(Exercise data Opens)

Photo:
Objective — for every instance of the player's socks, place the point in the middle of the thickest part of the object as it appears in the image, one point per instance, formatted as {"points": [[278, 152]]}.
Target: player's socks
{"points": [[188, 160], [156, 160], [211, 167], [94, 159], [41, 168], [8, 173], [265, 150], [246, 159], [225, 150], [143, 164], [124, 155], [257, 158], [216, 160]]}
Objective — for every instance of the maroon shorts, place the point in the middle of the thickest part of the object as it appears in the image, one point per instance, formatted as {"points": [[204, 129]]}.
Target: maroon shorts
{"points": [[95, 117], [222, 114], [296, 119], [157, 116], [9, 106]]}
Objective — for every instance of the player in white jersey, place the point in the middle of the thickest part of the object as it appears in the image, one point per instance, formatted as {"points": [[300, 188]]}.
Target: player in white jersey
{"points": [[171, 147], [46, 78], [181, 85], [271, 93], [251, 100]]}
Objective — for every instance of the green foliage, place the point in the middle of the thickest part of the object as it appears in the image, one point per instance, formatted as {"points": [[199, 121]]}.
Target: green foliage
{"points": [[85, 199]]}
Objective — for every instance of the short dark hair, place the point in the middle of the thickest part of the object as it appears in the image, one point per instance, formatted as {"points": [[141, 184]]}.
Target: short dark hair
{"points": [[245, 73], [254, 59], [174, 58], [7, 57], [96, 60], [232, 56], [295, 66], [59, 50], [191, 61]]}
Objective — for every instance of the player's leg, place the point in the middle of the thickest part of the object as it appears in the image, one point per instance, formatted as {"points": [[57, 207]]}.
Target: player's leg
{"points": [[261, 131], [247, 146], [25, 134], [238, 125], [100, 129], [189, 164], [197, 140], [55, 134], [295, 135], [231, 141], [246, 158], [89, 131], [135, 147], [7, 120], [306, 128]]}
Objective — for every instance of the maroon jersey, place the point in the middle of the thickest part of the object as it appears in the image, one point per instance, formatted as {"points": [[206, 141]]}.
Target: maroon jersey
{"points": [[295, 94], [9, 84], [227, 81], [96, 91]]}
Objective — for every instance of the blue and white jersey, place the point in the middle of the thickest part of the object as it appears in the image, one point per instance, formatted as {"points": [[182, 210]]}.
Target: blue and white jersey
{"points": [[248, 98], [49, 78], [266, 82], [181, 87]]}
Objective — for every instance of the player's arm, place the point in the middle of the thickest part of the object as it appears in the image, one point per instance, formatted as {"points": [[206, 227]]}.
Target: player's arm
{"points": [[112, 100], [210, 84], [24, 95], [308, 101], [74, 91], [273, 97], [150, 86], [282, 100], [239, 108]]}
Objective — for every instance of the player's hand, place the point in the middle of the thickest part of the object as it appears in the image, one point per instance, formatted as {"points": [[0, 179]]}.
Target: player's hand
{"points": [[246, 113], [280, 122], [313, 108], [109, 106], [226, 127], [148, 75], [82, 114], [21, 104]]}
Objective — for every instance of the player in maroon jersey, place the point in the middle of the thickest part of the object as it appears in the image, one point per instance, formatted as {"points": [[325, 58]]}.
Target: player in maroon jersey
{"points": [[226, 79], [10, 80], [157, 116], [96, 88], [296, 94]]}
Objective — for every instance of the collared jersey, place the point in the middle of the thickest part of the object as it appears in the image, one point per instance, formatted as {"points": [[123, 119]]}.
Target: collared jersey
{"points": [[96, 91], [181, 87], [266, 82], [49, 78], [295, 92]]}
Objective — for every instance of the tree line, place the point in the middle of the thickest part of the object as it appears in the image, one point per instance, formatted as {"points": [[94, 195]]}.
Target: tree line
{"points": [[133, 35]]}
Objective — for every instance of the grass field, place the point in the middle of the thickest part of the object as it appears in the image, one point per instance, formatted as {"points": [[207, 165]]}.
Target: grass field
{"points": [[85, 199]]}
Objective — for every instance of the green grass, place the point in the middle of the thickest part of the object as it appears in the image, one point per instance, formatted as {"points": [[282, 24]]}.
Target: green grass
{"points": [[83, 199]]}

(Exercise data Closes)

■ To do
This exercise calls for every record to be restated word for word.

■ Result of the task
Photo:
Objective — for every instance of the player's socks, place the point in the middle of the thickest part of the object as it appears in the image, one point per instance, formatted as {"points": [[278, 152]]}.
Target: player's socks
{"points": [[188, 160], [156, 160], [211, 167], [94, 159], [41, 168], [8, 173], [265, 150], [246, 159], [225, 150], [143, 164], [124, 155], [257, 158], [216, 160]]}
Objective — for every instance of the maroon shorts, place the point in the middle of the thickest part of the object as it appears in the image, one point per instance, formatted as {"points": [[204, 129]]}.
Target: maroon shorts
{"points": [[95, 117], [222, 114], [296, 119], [157, 116], [9, 106]]}
Objective — for every instance of the player in white jersey, place the point in the middle of the thickest part of the object as it appears in the image, one point per instance, formatted as {"points": [[300, 188]]}.
Target: player in white jersey
{"points": [[171, 147], [46, 78], [181, 85], [271, 93], [251, 100]]}
Objective — for every instance of the green foliage, place the point in the middle of the thickest part of the object as it appears in the image, one point per instance, formatted as {"points": [[199, 121]]}.
Target: green foliage
{"points": [[85, 199]]}
Objective — for every instance of the short dark hair, place the point in the middle of the thickest part of the object as it appears in the image, one point per instance, formatted as {"points": [[141, 184]]}.
Target: short dark hair
{"points": [[245, 73], [254, 59], [174, 58], [7, 57], [96, 60], [232, 56], [295, 66], [59, 50], [191, 61]]}
Objective — for every instance of the player's leg, place the point in the middle of the thickest part of the object as it appears in the image, one point per instance, formatted as {"points": [[57, 207]]}.
Target: player's leg
{"points": [[261, 131], [247, 146], [25, 134], [238, 125], [100, 129], [189, 164], [197, 140], [55, 134], [295, 135], [231, 141], [246, 158], [89, 131], [135, 147], [7, 120], [306, 128]]}
Objective — for every instance of the maroon jersey, place the point in the middle of the thickest part of the object as it appears in the image, one point per instance, formatted as {"points": [[206, 141]]}.
Target: maroon jersey
{"points": [[295, 94], [9, 84], [227, 81], [96, 91]]}
Objective — for every instance of the blue and white jersey, place the point in the middle of the thickest part of the object as it appears in the image, one point per instance, formatted as {"points": [[182, 210]]}.
Target: blue and white jersey
{"points": [[248, 98], [49, 78], [266, 82], [181, 87]]}
Objective — for every instance of the player's arm, place the point in the middle of the thickest part of the object as it appears in the image, one point per instance, formatted as {"points": [[206, 227]]}.
Target: player's arm
{"points": [[112, 100], [210, 84], [24, 95], [308, 101], [74, 91], [273, 97], [150, 86], [282, 100], [239, 108]]}
Objective — for every instance of the player's hand, place the point in the middle of the thickest part of the object as it appears in the image, one point per instance, formatted as {"points": [[0, 179]]}.
Target: player's hand
{"points": [[246, 113], [280, 122], [313, 108], [109, 106], [226, 127], [148, 75], [82, 114], [21, 104]]}
Objective — for every instance of the player in maroon jersey, place the point in the middle of the thickest part of the object as it appears in the image, one point per instance, formatted as {"points": [[325, 58]]}.
Target: player in maroon jersey
{"points": [[226, 79], [10, 80], [157, 116], [96, 88], [296, 94]]}
Objective — for every instance of the collared jersey, place the point in the middle of the thickest part of the object as it appears in the image, one point per instance, formatted as {"points": [[123, 119]]}.
Target: collared jersey
{"points": [[96, 91], [181, 87], [266, 82], [49, 78], [295, 92]]}
Objective — for every instance of the tree line, place the point in the middle of the thickest part of the object as it appears in the image, one point per instance, formatted as {"points": [[94, 195]]}.
Target: tree line
{"points": [[133, 35]]}
Objective — for every instance of the grass field, place the point in the middle of the thickest part of the object as it appears in the image, one point per instance, formatted as {"points": [[207, 165]]}.
Target: grass field
{"points": [[85, 199]]}
Objective — for every instance of the green grass, place the point in the middle of the thickest part of the object as it appears in the image, one point per instance, formatted as {"points": [[282, 24]]}.
Target: green grass
{"points": [[83, 199]]}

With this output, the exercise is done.